**Text shown:**
1937 The Second Sino-Japanese War: After long-time plans to conquer China, Japan starts what some (though not yours truly) consider to be the first battle of World War II. The Japanese army is training near Lugouqiao (Marco Polo Bridge), a bridge across the Yongding River about ten miles west of Beijing, China, when a soldier turns up missing. The Japanese accuse the Chinese army across the river of abducting the soldier. The soldier soon turns up, but the Japanese commander has already ordered an attack. Fighting erupts and within weeks, the Japanese controll the east-west region from Beijing to Tianjin. President Chiang Kai-shek decides not to appease Japan any further (he had earlier given up Manchuria to Japan to avoid a war). He will now fight the Japanese. From Beijing, the Japanese sweep towards Nanjing, where Chiang’s Nationalist government, the Guomindang is based. The Chinese battled heroically at Shanghai (a quarter-million soldiers are lost) before they fall to their invaders in October. Despite international protests, the ineffective League of Nations refuses to mediate the undeclared war. After taking Nanjing in December (which forces Chiang to move his government to the remote Sichuan city of Chongqing), the Japanese carry out one of the most horrific terrorist campaigns in modern warfare. For two months, the soldiers rape an estimated 7000 women, kill hundreds of thousands of troops and unarmed civilians, and burn a third of Nanjings houses. This incident is known as the Rape of Nanjing (or Nanking). In 1946, one Japanese general is executed for the Nanjing atrocities.

1937 July 7-8 Following the setting up of a commission to investigate the mandate in Palestine, the Peel Report is published in Britain. It recommends that there should be separate Arab and Jewish states.

1939 Holocaust: An editorial in the Volkischer Beobachter states that the Jewish problem in Germany will be solved only when Germany is cleansed of Jews.

1939 The ban against Action Francaise is lifted just four months after the election of Pope Pius XII, who is even more convinced of the usefulness of anti-Communist right-wing movements than his predecessor. (Lewy)

**Given information:**
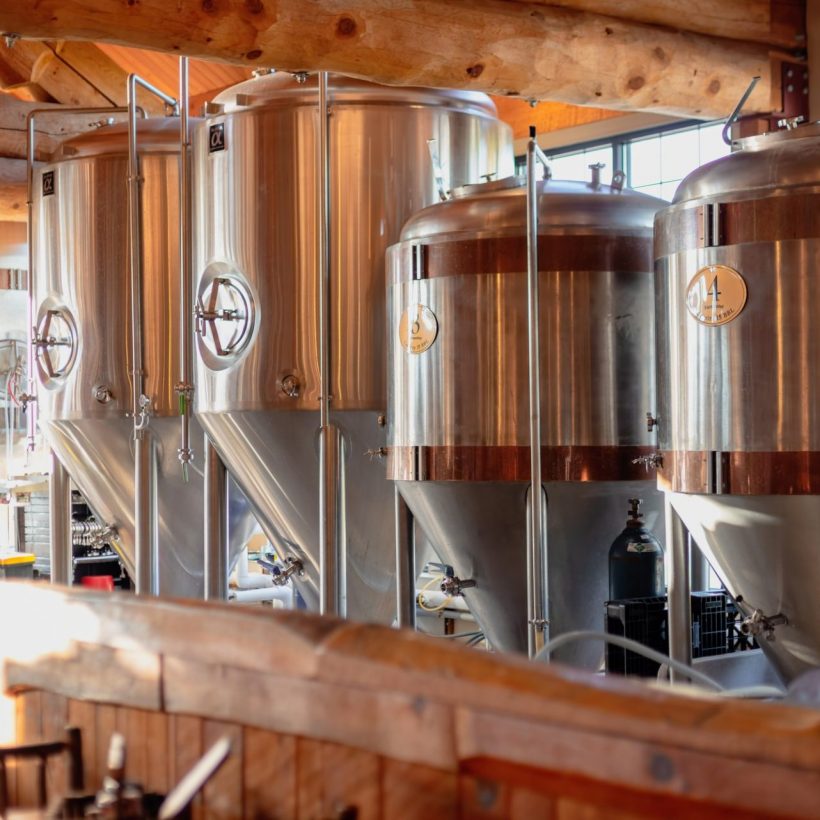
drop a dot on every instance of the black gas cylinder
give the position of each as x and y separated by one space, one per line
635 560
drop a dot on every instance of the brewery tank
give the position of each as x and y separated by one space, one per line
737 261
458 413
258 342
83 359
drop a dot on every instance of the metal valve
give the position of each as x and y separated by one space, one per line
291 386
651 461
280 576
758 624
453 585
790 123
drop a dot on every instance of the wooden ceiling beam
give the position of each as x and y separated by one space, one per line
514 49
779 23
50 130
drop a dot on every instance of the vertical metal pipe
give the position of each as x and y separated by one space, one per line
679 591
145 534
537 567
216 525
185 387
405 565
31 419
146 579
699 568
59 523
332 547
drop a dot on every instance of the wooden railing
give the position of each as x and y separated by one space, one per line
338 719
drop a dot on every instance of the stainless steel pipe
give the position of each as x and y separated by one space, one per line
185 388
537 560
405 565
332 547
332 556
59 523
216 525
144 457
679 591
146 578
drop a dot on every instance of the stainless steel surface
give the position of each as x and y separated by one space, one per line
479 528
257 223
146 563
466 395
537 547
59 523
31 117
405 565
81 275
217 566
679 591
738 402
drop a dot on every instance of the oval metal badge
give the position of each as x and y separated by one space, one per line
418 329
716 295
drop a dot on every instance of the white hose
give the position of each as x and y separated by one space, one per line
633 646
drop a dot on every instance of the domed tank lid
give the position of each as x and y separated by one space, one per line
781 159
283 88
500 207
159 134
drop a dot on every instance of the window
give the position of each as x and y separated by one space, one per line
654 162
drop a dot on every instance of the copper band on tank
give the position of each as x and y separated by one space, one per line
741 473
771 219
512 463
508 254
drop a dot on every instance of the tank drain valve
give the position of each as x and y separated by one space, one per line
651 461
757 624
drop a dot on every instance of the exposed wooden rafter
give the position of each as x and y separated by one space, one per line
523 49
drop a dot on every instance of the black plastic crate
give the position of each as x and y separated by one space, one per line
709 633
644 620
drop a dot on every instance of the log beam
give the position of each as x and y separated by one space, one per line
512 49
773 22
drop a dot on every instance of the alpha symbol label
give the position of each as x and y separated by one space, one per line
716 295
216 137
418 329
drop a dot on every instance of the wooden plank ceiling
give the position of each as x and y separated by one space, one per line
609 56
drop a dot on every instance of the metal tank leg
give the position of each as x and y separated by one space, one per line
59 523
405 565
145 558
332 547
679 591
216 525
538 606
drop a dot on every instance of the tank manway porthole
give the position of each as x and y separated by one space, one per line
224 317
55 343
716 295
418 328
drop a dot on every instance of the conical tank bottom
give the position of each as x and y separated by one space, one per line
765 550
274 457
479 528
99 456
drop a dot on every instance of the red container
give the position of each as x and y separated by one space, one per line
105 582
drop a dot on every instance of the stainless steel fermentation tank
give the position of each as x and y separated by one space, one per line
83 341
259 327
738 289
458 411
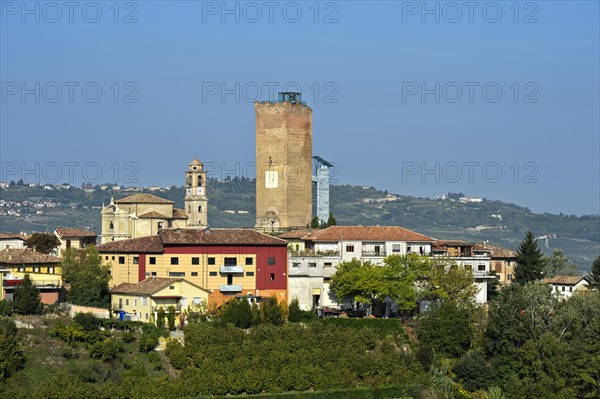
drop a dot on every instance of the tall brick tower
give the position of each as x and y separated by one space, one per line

**Tasks to perform:**
a) For each statement, say yes or no according to the history timeline, and quote the words that decide it: (i) Lugouqiao lies about ten miles west of Beijing. (ii) The League of Nations agreed to mediate the war. (iii) The Peel Report calls for one combined state.
b) Return the part of the history timeline from "1939 Holocaust: An" up to and including "his predecessor. (Lewy)", copied word for word.
The listing isn't needed for anything here.

**Problem solutions:**
a)
(i) Yes: "a bridge across the Yongding River about ten miles west of Beijing, China"
(ii) No: "the ineffective League of Nations refuses to mediate the undeclared war"
(iii) No: "It recommends that there should be separate Arab and Jewish states."

b)
1939 Holocaust: An editorial in the Volkischer Beobachter states that the Jewish problem in Germany will be solved only when Germany is cleansed of Jews.

1939 The ban against Action Francaise is lifted just four months after the election of Pope Pius XII, who is even more convinced of the usefulness of anti-Communist right-wing movements than his predecessor. (Lewy)